Would you please transcribe, exactly as written, the lines of the entries below starting at the one that holds "Target: distant mountain slope" and ending at the one that holds "Find every instance of the autumn", both included?

• _Record excerpts_:
******

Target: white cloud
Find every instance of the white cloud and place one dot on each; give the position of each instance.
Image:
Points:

******

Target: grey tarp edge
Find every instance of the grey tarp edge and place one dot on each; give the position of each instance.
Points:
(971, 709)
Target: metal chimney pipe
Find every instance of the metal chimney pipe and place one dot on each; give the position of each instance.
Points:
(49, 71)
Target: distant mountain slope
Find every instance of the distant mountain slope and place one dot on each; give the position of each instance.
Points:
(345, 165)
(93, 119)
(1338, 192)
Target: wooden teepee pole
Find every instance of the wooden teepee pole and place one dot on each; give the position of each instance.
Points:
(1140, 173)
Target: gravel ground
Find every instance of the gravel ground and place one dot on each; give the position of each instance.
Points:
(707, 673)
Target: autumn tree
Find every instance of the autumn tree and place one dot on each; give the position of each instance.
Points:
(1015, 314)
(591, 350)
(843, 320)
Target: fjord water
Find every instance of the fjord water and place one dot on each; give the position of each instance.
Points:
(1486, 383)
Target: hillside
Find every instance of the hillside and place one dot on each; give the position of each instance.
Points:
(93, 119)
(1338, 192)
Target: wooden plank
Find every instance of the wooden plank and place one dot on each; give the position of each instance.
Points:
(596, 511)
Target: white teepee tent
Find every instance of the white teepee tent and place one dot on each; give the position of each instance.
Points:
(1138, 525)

******

• _The completed task_:
Target: distant mountain slope
Find every instance of the distant mountain slope and place one dot on each; give the position of each instance.
Points:
(345, 165)
(93, 119)
(1338, 192)
Target: wooden teepee pole
Find every instance of the wooden teepee pole and place one dot on each; give the position of each instance.
Points:
(1140, 173)
Target: gravel ground
Find every instance of the gravel ground and place one dot on each; give the position of each instance.
Points:
(707, 673)
Target: autumn tree
Find every instance of the autumn tree and place one dot on each; give the position of each instance.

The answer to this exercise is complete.